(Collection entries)
━━━━━━━━━━
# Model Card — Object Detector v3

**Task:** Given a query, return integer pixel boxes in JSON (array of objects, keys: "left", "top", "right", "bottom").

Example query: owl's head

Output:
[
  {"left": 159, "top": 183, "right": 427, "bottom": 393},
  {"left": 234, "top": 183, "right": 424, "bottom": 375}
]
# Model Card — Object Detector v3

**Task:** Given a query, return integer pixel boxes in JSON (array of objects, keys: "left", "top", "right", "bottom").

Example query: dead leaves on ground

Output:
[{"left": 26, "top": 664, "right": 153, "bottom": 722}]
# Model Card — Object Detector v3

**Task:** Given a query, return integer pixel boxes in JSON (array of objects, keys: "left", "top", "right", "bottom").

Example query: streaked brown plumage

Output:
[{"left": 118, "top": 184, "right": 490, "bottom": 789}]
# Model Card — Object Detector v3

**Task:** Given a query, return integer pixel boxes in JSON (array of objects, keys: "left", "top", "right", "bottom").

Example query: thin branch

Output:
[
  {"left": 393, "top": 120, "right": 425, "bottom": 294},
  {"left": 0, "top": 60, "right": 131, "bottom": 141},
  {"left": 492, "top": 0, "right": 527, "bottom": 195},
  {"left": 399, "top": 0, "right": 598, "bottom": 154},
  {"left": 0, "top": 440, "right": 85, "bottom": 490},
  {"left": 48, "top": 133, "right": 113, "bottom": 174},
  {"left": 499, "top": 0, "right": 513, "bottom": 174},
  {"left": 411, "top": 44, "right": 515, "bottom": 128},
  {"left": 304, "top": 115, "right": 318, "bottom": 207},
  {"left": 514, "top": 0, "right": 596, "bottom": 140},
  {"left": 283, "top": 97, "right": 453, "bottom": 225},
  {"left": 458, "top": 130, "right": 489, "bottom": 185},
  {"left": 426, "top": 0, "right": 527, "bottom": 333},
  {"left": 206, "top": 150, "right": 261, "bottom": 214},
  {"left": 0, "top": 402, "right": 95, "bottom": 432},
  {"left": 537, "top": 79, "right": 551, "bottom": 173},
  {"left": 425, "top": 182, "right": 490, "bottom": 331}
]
━━━━━━━━━━
**What the task asks:**
Transcribe the data in full, keeping every character.

**Solution:**
# Model Card — Object Detector v3

**Task:** Given a query, return integer pixel boxes in JSON (array of objects, keys: "left", "top", "right", "bottom").

Example query: owl's head

Output:
[
  {"left": 159, "top": 183, "right": 427, "bottom": 393},
  {"left": 234, "top": 183, "right": 424, "bottom": 375}
]
# Model Card — Object Detector v3

**Task:** Given a query, return integer pixel boxes in JSON (array of objects, keys: "left", "top", "right", "bottom").

Example query: dead leaves on ground

Output:
[{"left": 26, "top": 664, "right": 153, "bottom": 722}]
# Model Card — Object Detector v3

**Task:** Given a query, return integer pixel boxes in JSON (array of objects, keys: "left", "top", "right", "bottom").

Example query: streaked brown plumage

Output:
[{"left": 118, "top": 184, "right": 490, "bottom": 789}]
# Model Card — Object Detector v3

**Task:** Given a query, return integer pixel boxes in JSON (array of objects, keys: "left", "top", "right", "bottom").

Example query: thin branch

Output:
[
  {"left": 393, "top": 120, "right": 425, "bottom": 294},
  {"left": 0, "top": 60, "right": 131, "bottom": 141},
  {"left": 492, "top": 0, "right": 527, "bottom": 195},
  {"left": 399, "top": 0, "right": 598, "bottom": 154},
  {"left": 0, "top": 440, "right": 85, "bottom": 490},
  {"left": 48, "top": 133, "right": 113, "bottom": 174},
  {"left": 499, "top": 0, "right": 513, "bottom": 174},
  {"left": 411, "top": 44, "right": 515, "bottom": 128},
  {"left": 304, "top": 115, "right": 318, "bottom": 207},
  {"left": 514, "top": 0, "right": 596, "bottom": 140},
  {"left": 283, "top": 97, "right": 453, "bottom": 225},
  {"left": 458, "top": 130, "right": 489, "bottom": 185},
  {"left": 426, "top": 0, "right": 527, "bottom": 333},
  {"left": 206, "top": 150, "right": 261, "bottom": 214},
  {"left": 0, "top": 402, "right": 95, "bottom": 432},
  {"left": 537, "top": 79, "right": 551, "bottom": 173},
  {"left": 425, "top": 182, "right": 490, "bottom": 331}
]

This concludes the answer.